> Exercise details
Recast the part that opens with the line containing "Examine the image and locate every instance of stool" and closes with the line containing "[545,241,569,268]" as a Markdown table with the columns Row and Line, one numbered row per line, leaving out blank lines. Include only those lines.

┄┄┄┄┄┄

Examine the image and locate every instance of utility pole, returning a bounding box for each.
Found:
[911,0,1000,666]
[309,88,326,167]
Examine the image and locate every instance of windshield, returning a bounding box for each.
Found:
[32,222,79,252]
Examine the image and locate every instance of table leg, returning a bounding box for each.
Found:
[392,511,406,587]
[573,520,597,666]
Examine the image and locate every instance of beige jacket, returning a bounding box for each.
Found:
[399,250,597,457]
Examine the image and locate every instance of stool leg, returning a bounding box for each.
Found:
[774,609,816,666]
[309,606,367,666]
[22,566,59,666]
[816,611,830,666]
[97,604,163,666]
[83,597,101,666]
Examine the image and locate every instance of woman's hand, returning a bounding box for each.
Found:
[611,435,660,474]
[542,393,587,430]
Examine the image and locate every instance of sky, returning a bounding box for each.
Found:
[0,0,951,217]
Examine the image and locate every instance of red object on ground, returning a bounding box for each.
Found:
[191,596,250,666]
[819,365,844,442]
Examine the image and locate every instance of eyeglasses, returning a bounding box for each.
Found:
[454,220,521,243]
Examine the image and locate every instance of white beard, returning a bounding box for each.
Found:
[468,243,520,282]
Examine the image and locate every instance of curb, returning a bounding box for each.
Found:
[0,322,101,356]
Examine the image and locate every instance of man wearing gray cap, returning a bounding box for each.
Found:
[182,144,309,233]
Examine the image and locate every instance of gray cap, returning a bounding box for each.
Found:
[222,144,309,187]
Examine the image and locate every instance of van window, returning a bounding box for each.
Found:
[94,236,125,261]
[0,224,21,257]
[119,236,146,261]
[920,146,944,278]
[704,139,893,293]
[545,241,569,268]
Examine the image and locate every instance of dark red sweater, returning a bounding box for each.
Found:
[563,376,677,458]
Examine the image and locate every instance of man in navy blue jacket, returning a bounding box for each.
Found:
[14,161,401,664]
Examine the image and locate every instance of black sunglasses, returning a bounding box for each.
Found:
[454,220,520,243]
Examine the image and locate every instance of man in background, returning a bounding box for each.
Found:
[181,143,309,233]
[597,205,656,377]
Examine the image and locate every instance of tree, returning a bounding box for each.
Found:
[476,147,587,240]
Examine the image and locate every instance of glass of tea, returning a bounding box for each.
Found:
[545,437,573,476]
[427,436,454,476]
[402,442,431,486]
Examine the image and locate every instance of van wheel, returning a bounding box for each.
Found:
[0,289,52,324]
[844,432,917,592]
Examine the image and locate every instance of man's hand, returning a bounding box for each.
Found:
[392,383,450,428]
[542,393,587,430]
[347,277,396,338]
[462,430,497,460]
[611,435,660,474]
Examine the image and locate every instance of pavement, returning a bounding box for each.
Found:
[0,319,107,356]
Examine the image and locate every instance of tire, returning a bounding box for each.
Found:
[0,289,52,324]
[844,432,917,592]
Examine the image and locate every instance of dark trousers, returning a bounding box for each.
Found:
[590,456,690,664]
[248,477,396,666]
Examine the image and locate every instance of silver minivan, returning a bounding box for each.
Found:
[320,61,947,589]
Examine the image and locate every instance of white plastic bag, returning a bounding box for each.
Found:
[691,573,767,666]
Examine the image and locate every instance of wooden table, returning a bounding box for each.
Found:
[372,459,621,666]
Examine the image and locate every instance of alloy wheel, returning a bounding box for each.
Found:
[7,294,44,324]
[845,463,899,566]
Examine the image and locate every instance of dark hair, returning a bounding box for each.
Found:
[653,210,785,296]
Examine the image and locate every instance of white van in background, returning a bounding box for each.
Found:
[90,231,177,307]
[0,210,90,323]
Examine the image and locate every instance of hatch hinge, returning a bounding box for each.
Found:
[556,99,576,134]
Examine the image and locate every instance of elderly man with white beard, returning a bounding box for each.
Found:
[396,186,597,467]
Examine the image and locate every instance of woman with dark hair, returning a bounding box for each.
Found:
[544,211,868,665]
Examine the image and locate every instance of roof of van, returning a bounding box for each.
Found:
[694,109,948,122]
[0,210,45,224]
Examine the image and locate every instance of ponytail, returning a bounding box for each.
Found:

┄┄┄┄┄┄

> Exercise answer
| Row | Line |
|---|---|
| 1 | Examine the image and locate every instance of stool leg, returning a bounding box for each. |
| 2 | Found: |
| 3 | [774,609,816,666] |
| 4 | [309,606,367,666] |
| 5 | [22,566,59,666] |
| 6 | [816,611,830,666] |
| 7 | [97,604,163,666] |
| 8 | [83,597,101,666] |
| 9 | Examine the image and locate every instance of woman's hand, returning a bounding box for each. |
| 10 | Found: |
| 11 | [611,435,660,474] |
| 12 | [542,393,587,430] |
| 13 | Examine the image and locate every instance of sky, returning a bounding box for each. |
| 14 | Found: |
| 15 | [0,0,951,217] |
| 16 | Examine the image and locate every instance of red object on ground, returning a bounding box for each. |
| 17 | Found: |
| 18 | [191,596,250,666] |
| 19 | [819,365,844,442] |
| 20 | Examine the image and locate every instance of eyeglasses, returning a bounding box for each. |
| 21 | Found: |
| 22 | [454,220,521,243] |
| 23 | Examine the image and locate every instance of white beard, returning a bounding box for each. |
| 24 | Found: |
| 25 | [468,243,520,282] |
| 26 | Examine the image and locate every instance of curb, returning a bounding box for each. |
| 27 | Found: |
| 28 | [0,322,101,356] |
| 29 | Examine the image and locate every instance of man wearing gray cap, returning a bounding box for each. |
| 30 | Found: |
| 31 | [182,144,309,233] |
| 32 | Examine the image and locate every instance of gray cap, returning a bounding box for each. |
| 33 | Found: |
| 34 | [222,144,309,187] |
| 35 | Examine the image and locate every instance of van window, returning a bounding box for each. |
| 36 | Found: |
| 37 | [94,236,125,261] |
| 38 | [0,224,21,257] |
| 39 | [119,236,146,261] |
| 40 | [920,146,944,278] |
| 41 | [704,139,893,293] |
| 42 | [545,241,569,268] |